* Begin *

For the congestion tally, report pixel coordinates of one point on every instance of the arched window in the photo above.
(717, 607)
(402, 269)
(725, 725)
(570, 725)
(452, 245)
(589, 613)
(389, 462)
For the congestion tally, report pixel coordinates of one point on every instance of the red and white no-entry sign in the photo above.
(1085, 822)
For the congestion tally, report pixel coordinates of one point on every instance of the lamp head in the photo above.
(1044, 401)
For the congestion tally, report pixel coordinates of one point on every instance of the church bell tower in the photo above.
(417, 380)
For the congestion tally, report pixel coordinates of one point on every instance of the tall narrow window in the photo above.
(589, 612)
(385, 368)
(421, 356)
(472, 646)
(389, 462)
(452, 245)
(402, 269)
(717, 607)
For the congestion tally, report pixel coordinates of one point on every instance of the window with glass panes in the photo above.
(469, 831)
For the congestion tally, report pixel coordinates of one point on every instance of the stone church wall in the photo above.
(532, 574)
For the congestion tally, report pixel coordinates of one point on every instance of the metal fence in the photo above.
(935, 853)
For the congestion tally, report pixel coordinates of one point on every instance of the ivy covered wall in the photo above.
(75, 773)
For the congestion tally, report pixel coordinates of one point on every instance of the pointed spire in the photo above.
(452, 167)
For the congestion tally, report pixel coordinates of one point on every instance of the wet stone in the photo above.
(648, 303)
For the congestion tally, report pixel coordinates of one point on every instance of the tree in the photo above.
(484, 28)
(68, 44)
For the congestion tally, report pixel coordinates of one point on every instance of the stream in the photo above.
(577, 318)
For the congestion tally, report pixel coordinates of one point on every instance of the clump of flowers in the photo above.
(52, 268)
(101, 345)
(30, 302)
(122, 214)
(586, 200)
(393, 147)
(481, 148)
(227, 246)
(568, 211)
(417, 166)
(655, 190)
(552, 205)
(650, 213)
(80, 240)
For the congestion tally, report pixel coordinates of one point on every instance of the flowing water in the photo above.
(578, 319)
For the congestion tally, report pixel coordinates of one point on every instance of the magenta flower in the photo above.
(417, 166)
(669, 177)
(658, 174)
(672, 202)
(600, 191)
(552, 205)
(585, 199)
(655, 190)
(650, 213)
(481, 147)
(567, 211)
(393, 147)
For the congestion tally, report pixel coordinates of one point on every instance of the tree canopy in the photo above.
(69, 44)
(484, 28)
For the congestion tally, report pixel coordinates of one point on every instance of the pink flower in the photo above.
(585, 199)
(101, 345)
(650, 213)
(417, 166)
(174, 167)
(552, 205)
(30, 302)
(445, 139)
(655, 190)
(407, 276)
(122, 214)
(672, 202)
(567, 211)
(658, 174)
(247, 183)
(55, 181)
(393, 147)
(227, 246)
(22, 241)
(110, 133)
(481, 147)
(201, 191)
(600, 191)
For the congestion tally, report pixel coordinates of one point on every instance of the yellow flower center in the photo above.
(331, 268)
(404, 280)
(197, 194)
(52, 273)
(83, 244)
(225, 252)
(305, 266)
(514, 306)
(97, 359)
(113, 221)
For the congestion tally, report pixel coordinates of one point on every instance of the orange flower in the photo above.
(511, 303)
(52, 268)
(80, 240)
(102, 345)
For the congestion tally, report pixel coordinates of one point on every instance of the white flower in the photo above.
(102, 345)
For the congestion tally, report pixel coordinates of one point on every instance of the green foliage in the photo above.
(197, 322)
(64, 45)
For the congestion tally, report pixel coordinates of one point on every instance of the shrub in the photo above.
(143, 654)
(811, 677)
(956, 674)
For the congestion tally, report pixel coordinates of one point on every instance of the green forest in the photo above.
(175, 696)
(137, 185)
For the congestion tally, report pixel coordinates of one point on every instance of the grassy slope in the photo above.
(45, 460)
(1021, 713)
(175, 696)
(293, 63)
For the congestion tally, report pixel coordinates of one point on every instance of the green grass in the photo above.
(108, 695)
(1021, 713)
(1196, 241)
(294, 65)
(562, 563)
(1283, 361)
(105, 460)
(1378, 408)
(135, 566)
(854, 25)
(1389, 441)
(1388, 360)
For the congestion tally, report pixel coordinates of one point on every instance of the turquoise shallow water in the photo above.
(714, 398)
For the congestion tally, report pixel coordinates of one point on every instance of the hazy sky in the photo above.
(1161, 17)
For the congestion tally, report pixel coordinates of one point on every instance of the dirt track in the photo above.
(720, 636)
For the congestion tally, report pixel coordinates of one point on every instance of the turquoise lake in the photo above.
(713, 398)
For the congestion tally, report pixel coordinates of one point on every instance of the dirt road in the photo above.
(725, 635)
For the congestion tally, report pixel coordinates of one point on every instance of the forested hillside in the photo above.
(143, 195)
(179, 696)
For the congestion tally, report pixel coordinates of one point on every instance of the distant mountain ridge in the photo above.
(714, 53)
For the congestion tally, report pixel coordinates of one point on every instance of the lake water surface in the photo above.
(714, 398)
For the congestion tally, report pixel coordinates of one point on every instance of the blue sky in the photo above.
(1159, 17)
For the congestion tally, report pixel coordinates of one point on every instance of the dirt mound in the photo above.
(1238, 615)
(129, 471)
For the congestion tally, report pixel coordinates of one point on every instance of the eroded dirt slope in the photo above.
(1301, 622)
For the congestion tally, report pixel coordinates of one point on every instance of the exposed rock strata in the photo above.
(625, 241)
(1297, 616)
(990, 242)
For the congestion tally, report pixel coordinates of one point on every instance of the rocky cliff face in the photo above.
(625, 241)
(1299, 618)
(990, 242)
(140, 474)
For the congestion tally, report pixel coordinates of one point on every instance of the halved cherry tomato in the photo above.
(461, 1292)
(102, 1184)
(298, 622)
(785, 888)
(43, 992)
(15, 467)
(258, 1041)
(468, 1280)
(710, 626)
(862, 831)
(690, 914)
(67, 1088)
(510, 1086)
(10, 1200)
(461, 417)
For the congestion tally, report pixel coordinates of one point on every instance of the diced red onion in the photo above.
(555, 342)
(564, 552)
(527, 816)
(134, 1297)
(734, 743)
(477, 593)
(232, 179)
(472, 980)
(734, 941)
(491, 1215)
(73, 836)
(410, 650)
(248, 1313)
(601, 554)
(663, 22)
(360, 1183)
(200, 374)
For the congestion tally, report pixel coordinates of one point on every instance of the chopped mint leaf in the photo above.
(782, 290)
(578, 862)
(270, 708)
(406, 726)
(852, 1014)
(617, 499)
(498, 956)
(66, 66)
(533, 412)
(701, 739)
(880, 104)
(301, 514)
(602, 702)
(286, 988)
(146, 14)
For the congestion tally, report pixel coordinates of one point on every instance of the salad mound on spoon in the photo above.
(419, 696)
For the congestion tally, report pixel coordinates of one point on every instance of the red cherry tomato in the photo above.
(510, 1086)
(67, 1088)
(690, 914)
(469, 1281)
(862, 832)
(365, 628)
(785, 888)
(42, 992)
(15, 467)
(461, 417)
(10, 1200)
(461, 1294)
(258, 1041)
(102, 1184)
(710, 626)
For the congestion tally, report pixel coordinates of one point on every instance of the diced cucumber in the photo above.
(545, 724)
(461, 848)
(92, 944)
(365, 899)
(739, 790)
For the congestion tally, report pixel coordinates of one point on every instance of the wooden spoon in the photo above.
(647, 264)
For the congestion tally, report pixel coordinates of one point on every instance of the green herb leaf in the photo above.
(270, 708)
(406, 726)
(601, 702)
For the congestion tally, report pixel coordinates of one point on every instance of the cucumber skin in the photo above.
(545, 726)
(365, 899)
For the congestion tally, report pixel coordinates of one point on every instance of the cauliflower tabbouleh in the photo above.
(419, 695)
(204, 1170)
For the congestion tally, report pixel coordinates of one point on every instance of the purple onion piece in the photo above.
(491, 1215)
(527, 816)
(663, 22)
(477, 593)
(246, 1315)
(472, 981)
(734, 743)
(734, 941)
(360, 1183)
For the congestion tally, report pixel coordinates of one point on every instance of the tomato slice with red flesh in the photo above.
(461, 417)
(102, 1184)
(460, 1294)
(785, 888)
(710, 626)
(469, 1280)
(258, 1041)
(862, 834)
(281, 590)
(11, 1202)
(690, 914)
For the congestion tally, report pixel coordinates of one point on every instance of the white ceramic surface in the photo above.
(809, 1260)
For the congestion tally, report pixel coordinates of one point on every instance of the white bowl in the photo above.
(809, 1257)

* End *

Above are the records; copy exactly the lines from the one with "cucumber in the photo above." through the final line.

▶ [Reply to the task]:
For the congestion tally, report pixel coordinates of one point on every instance of the diced cucumber in the photo above.
(545, 724)
(461, 848)
(92, 944)
(365, 899)
(739, 790)
For the congestion tally, report pixel coordinates of one point on every instance of the wooden spoon in the photo above.
(647, 264)
For the congestion tally, report pixel coordinates of one point on every instance of the green herb leaf in the photo above.
(270, 708)
(406, 726)
(601, 702)
For the congestion tally, report pixel coordinates of one point on every instance of the cucumber skin in the photo above.
(545, 726)
(365, 899)
For the congestion tally, report pixel coordinates of one point on every instance of the cauliflower tabbouleh in the photo above.
(419, 695)
(204, 1170)
For the congestion tally, report pixel coordinates of one point on every instance of the purple onion piece in the photo above.
(491, 1215)
(527, 816)
(663, 22)
(477, 593)
(246, 1315)
(472, 981)
(734, 743)
(734, 941)
(360, 1183)
For the congestion tally, report pixel coordinates of one point on every instance of the tomato slice with red flesh in the photo above.
(461, 417)
(102, 1184)
(460, 1294)
(785, 888)
(710, 626)
(469, 1280)
(258, 1041)
(862, 834)
(281, 590)
(11, 1202)
(690, 914)
For the congestion tally, report pixel coordinates of one point on every instance of the white ceramic surface in the photo above.
(809, 1260)
For the congestion tally, report pixel coordinates of one point on every instance of the white bowl in the photo above.
(809, 1257)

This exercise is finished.